==== Records provided ====
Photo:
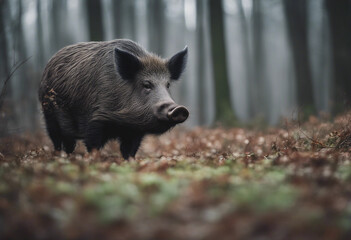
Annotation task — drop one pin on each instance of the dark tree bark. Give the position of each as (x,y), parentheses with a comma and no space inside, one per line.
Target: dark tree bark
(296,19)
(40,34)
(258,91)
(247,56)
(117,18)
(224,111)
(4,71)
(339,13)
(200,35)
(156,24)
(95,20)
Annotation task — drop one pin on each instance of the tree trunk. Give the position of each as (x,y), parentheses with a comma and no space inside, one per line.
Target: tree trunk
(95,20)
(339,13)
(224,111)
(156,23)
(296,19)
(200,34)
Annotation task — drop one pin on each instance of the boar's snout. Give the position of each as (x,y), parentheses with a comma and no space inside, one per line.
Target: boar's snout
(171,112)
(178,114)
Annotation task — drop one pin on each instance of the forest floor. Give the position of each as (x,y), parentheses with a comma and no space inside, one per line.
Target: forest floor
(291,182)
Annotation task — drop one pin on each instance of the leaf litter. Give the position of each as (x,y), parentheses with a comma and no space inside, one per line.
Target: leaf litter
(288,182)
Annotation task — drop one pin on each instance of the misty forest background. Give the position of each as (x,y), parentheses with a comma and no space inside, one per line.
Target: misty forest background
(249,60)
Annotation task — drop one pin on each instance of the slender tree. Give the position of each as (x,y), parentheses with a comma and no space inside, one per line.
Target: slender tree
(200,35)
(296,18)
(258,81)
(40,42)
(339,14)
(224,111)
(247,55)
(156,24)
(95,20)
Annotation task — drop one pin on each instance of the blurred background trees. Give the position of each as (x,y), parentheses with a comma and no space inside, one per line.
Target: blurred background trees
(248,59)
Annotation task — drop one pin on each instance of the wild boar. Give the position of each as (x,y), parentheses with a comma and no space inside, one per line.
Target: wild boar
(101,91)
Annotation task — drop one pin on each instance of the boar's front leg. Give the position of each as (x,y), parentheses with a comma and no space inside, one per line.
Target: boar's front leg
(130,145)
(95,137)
====
==== Records provided ====
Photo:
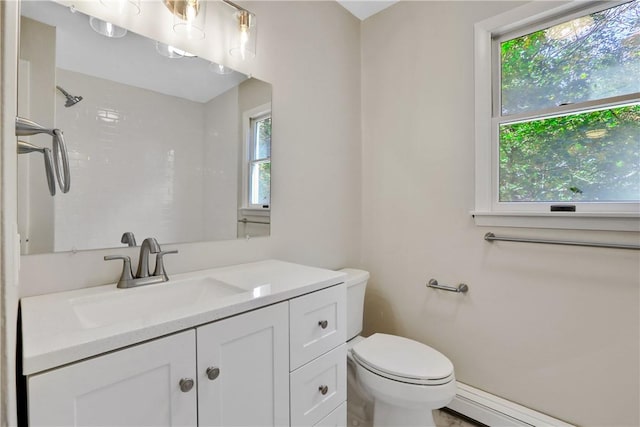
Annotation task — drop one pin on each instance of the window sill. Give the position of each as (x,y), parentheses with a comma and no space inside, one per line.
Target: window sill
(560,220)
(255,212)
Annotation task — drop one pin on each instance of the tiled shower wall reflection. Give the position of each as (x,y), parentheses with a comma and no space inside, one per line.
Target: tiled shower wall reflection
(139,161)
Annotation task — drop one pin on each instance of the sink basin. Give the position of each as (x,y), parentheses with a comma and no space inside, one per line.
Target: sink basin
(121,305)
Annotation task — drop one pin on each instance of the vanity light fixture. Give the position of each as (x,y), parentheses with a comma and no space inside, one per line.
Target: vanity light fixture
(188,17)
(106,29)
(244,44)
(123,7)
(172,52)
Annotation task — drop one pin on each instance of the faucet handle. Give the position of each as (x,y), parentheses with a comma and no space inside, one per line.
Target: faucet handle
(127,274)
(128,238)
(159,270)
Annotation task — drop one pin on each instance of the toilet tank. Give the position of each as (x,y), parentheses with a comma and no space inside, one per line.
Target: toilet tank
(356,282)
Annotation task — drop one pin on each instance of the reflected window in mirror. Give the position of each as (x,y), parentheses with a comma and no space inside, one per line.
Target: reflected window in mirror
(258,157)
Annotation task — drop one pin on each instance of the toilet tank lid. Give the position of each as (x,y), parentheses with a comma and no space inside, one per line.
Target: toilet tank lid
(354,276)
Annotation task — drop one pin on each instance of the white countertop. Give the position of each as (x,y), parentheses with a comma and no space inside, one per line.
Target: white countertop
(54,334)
====
▶ **Exercise requirements**
Go to the line in the material above that contains "Target: sink basin" and copy exactly from there through the line that contains "of the vanity", stopping after it.

▶ **Solution to this problem**
Target: sink basin
(121,305)
Annotation task — drop one pin on each instance of the vanity light fixture. Give the position of each as (x,y), parentheses with a comma and no space inside, one per line.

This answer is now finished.